### [Task brief]
How many lines in the items below contain the string "hair"? Case counts; reply with the number only.

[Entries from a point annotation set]
= = = =
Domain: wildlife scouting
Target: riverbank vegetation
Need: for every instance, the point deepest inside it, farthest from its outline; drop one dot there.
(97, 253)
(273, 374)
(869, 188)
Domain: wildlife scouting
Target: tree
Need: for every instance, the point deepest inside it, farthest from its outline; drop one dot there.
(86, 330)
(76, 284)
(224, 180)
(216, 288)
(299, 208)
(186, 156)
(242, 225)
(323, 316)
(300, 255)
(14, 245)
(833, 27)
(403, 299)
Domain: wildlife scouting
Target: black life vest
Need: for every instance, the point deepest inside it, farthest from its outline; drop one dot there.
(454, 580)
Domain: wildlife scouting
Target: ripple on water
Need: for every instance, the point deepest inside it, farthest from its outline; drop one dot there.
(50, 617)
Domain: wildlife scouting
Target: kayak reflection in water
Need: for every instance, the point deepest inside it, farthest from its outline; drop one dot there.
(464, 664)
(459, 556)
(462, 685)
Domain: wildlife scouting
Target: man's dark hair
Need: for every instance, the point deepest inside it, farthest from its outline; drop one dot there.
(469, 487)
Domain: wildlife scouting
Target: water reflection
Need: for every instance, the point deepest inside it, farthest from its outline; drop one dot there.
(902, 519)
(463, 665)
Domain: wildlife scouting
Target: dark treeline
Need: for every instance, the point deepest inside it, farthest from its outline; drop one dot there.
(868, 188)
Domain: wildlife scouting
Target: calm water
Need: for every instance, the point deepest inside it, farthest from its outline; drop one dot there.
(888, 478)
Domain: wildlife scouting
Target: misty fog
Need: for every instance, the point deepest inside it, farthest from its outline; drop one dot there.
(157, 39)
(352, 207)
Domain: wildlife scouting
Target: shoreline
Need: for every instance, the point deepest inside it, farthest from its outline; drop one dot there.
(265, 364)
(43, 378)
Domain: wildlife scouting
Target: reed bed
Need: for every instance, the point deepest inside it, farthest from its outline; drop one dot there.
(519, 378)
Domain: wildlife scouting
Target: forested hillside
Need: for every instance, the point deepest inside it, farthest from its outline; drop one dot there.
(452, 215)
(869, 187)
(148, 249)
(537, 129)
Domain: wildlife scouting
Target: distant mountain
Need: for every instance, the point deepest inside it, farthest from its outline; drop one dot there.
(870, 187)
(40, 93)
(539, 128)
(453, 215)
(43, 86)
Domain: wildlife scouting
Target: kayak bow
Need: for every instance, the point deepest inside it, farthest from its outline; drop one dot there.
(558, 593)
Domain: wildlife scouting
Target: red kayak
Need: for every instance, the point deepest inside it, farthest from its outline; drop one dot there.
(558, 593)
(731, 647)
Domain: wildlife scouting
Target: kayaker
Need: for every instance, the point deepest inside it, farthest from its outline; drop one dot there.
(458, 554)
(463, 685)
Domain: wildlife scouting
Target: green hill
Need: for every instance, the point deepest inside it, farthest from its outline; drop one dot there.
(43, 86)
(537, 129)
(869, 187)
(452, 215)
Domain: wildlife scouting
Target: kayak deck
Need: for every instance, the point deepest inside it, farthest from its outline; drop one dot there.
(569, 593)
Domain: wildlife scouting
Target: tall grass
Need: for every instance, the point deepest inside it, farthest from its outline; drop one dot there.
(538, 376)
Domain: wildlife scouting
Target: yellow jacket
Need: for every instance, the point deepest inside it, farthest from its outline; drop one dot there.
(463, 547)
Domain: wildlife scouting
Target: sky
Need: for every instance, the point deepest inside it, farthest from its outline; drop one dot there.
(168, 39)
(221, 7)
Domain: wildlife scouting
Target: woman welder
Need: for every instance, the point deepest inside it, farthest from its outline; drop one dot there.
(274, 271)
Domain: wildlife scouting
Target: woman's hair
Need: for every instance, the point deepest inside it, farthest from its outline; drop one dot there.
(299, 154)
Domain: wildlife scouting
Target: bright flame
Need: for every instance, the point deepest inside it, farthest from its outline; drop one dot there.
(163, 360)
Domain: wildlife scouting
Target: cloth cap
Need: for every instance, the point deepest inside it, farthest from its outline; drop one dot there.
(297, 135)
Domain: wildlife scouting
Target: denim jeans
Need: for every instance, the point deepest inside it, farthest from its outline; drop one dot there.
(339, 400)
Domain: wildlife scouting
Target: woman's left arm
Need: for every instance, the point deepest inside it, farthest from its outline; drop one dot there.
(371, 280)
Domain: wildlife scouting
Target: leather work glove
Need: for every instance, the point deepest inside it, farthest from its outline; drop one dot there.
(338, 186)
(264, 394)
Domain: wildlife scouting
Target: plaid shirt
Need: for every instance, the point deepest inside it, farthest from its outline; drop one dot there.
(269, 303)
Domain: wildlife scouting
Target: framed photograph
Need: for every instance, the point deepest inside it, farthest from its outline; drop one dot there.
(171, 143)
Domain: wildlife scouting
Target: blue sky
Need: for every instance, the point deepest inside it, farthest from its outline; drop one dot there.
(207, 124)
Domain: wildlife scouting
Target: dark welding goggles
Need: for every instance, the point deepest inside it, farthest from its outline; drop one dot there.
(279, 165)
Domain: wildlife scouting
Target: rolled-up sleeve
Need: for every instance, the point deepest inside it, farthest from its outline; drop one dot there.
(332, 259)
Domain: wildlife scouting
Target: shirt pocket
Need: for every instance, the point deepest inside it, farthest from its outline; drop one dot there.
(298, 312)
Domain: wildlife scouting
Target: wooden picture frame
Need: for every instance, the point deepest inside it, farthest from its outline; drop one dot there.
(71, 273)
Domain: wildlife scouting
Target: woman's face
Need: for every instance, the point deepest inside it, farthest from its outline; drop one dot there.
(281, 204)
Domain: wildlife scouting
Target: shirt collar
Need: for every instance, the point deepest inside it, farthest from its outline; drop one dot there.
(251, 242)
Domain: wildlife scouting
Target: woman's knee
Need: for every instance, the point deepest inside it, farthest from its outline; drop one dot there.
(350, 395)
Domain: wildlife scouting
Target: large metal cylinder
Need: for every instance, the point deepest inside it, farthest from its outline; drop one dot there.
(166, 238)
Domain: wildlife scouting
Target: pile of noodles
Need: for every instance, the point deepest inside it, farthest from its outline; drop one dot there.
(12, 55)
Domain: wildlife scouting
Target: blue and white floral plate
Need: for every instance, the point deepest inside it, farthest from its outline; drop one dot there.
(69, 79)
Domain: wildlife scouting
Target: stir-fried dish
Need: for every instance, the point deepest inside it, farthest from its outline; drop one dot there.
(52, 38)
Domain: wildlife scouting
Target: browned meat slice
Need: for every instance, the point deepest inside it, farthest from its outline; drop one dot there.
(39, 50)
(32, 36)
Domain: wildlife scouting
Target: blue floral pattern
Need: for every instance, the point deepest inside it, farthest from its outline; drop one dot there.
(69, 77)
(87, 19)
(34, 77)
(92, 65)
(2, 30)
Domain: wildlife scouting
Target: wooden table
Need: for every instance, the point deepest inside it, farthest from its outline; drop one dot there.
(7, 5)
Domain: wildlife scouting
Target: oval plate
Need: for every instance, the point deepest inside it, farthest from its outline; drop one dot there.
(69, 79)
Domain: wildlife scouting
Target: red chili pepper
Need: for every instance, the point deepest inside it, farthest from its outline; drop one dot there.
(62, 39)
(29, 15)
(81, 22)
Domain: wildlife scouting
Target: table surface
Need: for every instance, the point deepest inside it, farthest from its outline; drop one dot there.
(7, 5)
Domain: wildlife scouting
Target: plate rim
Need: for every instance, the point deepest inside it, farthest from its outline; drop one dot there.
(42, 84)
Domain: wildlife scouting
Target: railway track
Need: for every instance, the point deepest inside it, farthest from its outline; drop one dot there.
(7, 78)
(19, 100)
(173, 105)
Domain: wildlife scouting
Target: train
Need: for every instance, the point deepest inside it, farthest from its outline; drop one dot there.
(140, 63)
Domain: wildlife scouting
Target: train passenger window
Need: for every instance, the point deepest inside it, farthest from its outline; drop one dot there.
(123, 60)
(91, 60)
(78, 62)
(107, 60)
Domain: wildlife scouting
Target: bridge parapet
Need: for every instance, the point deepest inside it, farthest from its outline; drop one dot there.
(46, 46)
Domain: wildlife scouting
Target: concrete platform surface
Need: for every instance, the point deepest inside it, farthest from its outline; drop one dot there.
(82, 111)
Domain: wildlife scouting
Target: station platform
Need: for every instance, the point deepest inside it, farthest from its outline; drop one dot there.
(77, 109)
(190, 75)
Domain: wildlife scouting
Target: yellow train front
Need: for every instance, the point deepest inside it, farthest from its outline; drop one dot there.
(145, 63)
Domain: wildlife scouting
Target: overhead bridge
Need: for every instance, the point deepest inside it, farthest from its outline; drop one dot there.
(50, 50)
= = = =
### [Answer]
2